_THE TASKS_:
- 1) In the excerpt on bankruptcy setoff, what right does Section 553 codify?
- 2) Decide whether each statement agrees with the excerpt on bankruptcy setoff. Answer yes or no for each and quote the deciding words. (a) The analysis starts with § 553 of the Code. (b) Section 553 creates a right of setoff. (c) Section 553(a) covers a mutual debt that arose before the commencement of the case.
- 3) Extend the excerpt on bankruptcy setoff, picking up after its last sentence.

Analysis begins with § 553 of the Code. Section 553 codifies the established “right to set off mutual prepetition debts owed to and owed by a creditor.” In re Drexel Burnham Lambert Group Inc., 113 B.R. 830, 839 (Bankr.S.D.N.Y.1990). Section 553(a) provides that “this title does not affect any right of a creditor to offset a mutual debt owing by such creditor to the debtor that arose before the commencement of the case ... against a claim of such creditor against the debtor that arose before the commencement of the case.” 11 U.S.C. § 553(a). “[S]eetion 553 does not create a right of setoff; the right exists, if at all, under applicable nonbankruptcy law.” Id., at 839.

_RECORDS SUPPLIED_:

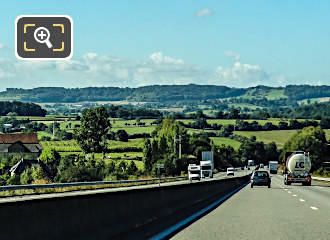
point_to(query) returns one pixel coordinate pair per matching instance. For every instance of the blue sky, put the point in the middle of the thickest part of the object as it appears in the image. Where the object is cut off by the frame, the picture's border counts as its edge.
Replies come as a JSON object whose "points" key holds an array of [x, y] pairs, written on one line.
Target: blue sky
{"points": [[134, 43]]}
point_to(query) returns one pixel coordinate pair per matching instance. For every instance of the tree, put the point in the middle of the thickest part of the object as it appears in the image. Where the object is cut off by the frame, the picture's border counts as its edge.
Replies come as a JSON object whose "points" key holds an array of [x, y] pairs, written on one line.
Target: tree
{"points": [[92, 134], [325, 123], [26, 177], [122, 166], [122, 135], [132, 168], [147, 152]]}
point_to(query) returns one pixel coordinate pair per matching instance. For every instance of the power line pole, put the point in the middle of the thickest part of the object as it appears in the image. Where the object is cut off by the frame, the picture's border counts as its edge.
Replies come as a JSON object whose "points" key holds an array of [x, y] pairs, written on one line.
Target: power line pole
{"points": [[53, 129], [180, 146]]}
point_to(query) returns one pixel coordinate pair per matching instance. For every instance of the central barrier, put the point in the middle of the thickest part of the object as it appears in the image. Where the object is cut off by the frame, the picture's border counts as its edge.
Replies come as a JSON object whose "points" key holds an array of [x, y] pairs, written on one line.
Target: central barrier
{"points": [[131, 214]]}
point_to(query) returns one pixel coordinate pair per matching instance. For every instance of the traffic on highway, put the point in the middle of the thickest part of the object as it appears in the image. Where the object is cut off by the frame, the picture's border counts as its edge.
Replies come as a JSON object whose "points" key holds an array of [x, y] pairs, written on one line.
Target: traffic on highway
{"points": [[281, 212]]}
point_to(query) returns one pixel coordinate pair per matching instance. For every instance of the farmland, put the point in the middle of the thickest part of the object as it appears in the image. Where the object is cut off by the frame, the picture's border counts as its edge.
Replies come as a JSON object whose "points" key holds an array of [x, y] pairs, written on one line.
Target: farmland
{"points": [[226, 141]]}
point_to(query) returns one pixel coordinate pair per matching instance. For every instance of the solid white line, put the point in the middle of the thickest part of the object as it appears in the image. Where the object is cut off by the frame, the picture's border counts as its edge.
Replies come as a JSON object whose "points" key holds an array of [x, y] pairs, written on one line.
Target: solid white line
{"points": [[182, 223]]}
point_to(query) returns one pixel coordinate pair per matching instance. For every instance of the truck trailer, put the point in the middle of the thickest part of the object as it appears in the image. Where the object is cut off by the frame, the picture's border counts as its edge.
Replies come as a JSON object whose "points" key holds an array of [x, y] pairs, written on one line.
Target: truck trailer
{"points": [[297, 167], [194, 172]]}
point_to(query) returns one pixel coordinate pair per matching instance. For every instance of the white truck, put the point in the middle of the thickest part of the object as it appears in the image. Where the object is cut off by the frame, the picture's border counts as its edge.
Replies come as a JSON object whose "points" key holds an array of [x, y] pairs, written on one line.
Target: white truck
{"points": [[297, 167], [207, 164], [250, 162], [273, 165], [194, 172], [206, 169]]}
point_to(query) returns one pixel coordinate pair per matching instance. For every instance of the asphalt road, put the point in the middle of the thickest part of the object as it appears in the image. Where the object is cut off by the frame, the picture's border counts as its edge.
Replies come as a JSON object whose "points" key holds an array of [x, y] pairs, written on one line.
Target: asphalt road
{"points": [[281, 212]]}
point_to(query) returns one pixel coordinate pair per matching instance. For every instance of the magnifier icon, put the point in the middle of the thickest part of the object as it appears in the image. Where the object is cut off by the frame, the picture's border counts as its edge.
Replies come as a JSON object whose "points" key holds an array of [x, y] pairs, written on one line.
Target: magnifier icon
{"points": [[42, 35]]}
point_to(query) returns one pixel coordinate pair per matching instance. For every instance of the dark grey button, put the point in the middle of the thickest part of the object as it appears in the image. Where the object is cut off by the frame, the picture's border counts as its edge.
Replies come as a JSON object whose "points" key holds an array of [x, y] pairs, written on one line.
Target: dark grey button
{"points": [[44, 37]]}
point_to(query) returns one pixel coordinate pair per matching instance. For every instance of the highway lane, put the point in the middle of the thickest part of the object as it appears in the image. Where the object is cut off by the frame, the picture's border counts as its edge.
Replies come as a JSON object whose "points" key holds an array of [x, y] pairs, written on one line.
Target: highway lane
{"points": [[317, 195], [262, 213]]}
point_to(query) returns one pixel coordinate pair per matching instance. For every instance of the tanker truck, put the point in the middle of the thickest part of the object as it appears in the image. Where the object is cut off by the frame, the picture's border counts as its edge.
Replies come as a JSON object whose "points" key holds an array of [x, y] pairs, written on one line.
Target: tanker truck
{"points": [[297, 167]]}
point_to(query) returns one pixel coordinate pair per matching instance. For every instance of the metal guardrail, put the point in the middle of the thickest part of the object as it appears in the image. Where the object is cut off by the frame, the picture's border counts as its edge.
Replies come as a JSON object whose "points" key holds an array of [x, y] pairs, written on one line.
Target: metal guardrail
{"points": [[321, 179], [75, 184]]}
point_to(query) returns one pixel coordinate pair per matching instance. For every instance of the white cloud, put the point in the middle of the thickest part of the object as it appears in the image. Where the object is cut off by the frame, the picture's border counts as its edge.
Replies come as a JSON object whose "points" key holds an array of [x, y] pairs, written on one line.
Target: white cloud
{"points": [[241, 75], [233, 55], [158, 58], [99, 70], [204, 12]]}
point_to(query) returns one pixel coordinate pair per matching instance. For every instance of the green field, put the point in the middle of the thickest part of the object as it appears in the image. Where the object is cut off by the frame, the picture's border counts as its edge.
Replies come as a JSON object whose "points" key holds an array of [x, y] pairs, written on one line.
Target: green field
{"points": [[72, 145], [244, 105], [271, 94], [277, 136], [226, 141]]}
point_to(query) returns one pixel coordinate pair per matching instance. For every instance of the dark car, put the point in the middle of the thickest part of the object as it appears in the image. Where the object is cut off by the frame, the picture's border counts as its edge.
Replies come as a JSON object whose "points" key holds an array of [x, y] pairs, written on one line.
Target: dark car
{"points": [[260, 178]]}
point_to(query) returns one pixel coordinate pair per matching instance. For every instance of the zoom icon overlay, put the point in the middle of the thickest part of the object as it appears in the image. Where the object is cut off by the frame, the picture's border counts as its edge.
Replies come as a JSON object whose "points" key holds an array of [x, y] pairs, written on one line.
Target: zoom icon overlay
{"points": [[44, 37]]}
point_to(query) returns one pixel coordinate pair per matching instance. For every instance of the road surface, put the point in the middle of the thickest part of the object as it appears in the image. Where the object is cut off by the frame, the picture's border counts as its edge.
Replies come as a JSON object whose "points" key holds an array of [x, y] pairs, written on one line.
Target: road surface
{"points": [[281, 212]]}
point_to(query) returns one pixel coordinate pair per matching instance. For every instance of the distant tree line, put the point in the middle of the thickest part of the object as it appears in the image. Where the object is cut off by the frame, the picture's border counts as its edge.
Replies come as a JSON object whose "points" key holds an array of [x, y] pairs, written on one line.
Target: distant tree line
{"points": [[164, 93]]}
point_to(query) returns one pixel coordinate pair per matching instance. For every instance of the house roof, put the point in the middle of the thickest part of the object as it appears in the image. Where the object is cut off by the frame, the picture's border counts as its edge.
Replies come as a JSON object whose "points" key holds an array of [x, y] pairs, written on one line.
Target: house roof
{"points": [[25, 138]]}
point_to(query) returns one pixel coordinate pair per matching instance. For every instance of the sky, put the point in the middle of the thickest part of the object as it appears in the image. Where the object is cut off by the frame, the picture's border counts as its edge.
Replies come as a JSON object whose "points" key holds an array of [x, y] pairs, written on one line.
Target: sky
{"points": [[131, 43]]}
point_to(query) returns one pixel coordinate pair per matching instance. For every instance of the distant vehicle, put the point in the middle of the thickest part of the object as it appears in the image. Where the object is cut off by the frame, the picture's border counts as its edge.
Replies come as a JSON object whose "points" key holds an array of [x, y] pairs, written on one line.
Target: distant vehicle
{"points": [[297, 167], [194, 172], [250, 162], [260, 178], [230, 171], [273, 165], [207, 164]]}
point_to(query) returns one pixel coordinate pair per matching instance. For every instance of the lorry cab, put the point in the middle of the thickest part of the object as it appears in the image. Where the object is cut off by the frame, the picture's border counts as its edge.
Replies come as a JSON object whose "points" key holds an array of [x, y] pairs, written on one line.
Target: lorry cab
{"points": [[206, 169], [194, 172]]}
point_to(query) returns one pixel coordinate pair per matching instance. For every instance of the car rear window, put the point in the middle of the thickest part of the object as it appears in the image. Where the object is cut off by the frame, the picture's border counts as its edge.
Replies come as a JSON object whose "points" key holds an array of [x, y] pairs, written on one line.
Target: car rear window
{"points": [[261, 174]]}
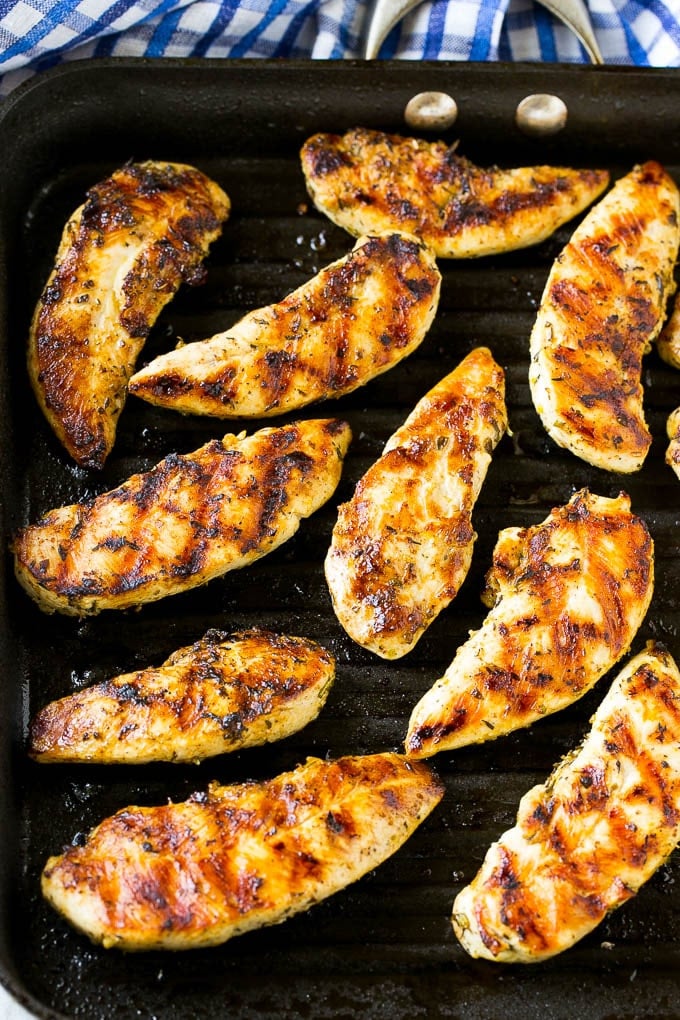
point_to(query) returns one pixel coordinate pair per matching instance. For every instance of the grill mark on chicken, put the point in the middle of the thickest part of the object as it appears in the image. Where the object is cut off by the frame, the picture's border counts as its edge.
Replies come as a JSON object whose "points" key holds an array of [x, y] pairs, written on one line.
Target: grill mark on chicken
{"points": [[402, 546], [140, 235], [566, 599], [588, 838], [190, 519], [603, 306], [358, 317], [236, 858], [366, 180], [222, 694]]}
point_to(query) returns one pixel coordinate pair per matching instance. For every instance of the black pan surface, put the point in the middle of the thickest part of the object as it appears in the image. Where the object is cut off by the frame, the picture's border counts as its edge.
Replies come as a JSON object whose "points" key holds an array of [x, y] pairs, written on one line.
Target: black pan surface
{"points": [[382, 948]]}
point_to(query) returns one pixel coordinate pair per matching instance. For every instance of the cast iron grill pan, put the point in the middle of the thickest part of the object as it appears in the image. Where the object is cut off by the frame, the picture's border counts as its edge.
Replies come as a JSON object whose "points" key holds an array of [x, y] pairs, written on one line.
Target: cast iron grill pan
{"points": [[382, 948]]}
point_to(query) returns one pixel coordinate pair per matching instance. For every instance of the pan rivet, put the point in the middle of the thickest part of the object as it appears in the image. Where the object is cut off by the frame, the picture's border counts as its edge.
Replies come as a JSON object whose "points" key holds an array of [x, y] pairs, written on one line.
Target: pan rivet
{"points": [[541, 114], [433, 110]]}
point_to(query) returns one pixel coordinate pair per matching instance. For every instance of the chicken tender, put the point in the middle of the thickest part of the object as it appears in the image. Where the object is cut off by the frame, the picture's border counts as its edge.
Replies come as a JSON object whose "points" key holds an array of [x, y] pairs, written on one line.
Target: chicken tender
{"points": [[586, 839], [354, 320], [236, 858], [402, 547], [603, 307], [368, 181], [123, 254], [224, 693], [567, 598], [188, 520]]}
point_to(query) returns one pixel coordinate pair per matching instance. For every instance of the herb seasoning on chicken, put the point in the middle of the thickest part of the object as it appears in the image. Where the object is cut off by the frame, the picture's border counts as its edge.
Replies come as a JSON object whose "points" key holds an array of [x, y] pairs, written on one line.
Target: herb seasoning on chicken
{"points": [[568, 597], [188, 520], [402, 547], [193, 874], [603, 306], [221, 694], [358, 317], [585, 840], [369, 181]]}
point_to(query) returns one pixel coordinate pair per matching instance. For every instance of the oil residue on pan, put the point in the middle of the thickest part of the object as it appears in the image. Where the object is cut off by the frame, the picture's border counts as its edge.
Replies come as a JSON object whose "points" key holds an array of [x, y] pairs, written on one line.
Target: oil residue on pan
{"points": [[382, 948]]}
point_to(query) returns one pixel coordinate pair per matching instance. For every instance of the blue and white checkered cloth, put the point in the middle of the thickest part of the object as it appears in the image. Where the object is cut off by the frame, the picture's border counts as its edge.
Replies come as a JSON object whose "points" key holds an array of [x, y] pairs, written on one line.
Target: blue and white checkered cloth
{"points": [[37, 34]]}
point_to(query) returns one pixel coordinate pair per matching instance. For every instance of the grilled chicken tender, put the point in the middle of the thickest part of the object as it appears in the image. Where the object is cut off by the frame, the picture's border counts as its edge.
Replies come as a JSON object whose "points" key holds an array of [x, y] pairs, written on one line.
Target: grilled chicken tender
{"points": [[368, 181], [567, 598], [586, 839], [123, 254], [402, 547], [603, 307], [668, 342], [197, 873], [188, 520], [224, 693], [673, 430], [353, 321]]}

_WRITTEN RESPONSES_:
- 1) The established right to set off mutual prepetition debts owed to and owed by a creditor.

- 2)
(a) Yes: "Analysis begins with § 553 of the Code."
(b) No: "does not create a right of setoff"
(c) Yes: "to offset a mutual debt owing by such creditor to the debtor that arose before the commencement of the case"

- 3)
“By its terms, section 553 permits setoff only by ‘a creditor’ of a ‘mutual debt owing by such creditor to the debtor’ against ‘a claim of such creditor against the debtor.’ ” Shugrue, 164 B.R. at 842. Therefore, to establish a right to setoff, a creditor bears the burden to prove: (1) the debtor owes a debt to the creditor which arose prepetition; (2)the debtor has a claim against the creditor which arose prepetition; and (3) the debt and claim are mutual. Braniff Airways, Inc. v. Exxon Co., USA 814 F.2d 1030, 1034 (5th Cir.1987). See First Nat’l Bank of Louisville v. Hurricane Elkhom Coal Corp. II, 763 F.2d 188, 190 (6th Cir.1985).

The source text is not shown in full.